I am trying to figure out the most efficient way of finding similar values of a specific cell in a specified column(not all columns) in an excel .xlsx document. The code I have currently assumes all of the strings are unsorted. However the file I am using and the files I will be using all have strings sorted from A-Z. So instead of doing a linear search I wonder what other search algorithm I could use as well as being able to fix my coding eg(binary search etc).
So far I have created a function: find()
. Before the function runs the program takes in a value from the user's input that then gets set as the sheet name. I print out all available sheet names in the excel doc just to help the user. I created an empty array results[]
to store well....the results. I created a for loop that iterates through only column A because I only want to iterate through a custom column. I created a variable called start that is the first coordinate in column A eg(A1 or A400) this will change depending on the iteration the loop is on. I created a variable called next that will get compared with the start. Next is technically just start + 1, however since I cant add +1 to a string I concatenate and type cast everything so that the iteration becomes a range from A1-100 or however many cells are in column A. My function getVal()
gets called with two parameters, the coordinate of the cell and the worksheet we are working from. The value that is returned from getVal()
is also passed inside my function Similar()
which is just a function that calls SequenceMatcher()
from difflib
. Similar just returns the percentage of how similar two strings are. Eg. similar(hello, helloo)
returns int 90 or something like that. Once the similar function is called if the strings are above 40 percent similar appends the coordinates into the results[]
array.
def setSheet(ws):
sheet = wb[ws]
return sheet
def getVal(coordinate, worksheet):
value = worksheet[coordinate].value
return value
def similar(first, second):
percent = SequenceMatcher(None, first, second).ratio() * 100
return percent
def find():
column = "A"
print("\n")
print("These are all available sheets: ", wb.sheetnames)
print("\n")
name = input("What sheet are we working out of> ")
results = []
ws = setSheet(name)
for i in range(1, ws.max_row):
temp = str(column + str(i))
x = ws[temp]
start = ws[x].coordinate
y = str(column + str(i + 1))
next = ws[y].coordinate
if(similar(getVal(start,ws), getVal(next,ws)) > 40):
results.append(getVal(start))
return results
This is some nasty looking code so I do apologize in advance. The expected results should just be a list of strings that are "similar".
☆ ☆ ☆ ☆ ☆
> [Problems to solve]
1. From the forum question about searching an Excel column, return word for word the part that opens with the words containing "results = []" and closes with "str(i + 1))".
2. In the forum question about searching an Excel column, which function from difflib does the similar function call?
3. Rewrite the paragraph of the forum question about searching an Excel column that begins "I am trying to figure out" as a shorter list of its main points.

[Point localization data]
☆ ☆ ☆ ☆ ☆
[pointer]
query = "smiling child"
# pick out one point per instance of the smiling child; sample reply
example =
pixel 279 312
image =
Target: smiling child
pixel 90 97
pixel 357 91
☆ ☆ ☆ ☆ ☆
> [Exercise answers]
1.
results = []
ws = setSheet(name)
for i in range(1, ws.max_row):
temp = str(column + str(i))
x = ws[temp]
start = ws[x].coordinate
y = str(column + str(i + 1))

2. SequenceMatcher()

3.
- The writer wants the most efficient way to find similar values of a specific cell within one specified column of an Excel .xlsx file, not all columns.
- The current code assumes the strings are unsorted.
- The files the writer uses and will use have strings sorted from A to Z.
- Instead of a linear search, the writer asks which other search algorithm, such as binary search, could be used, and how to fix the code.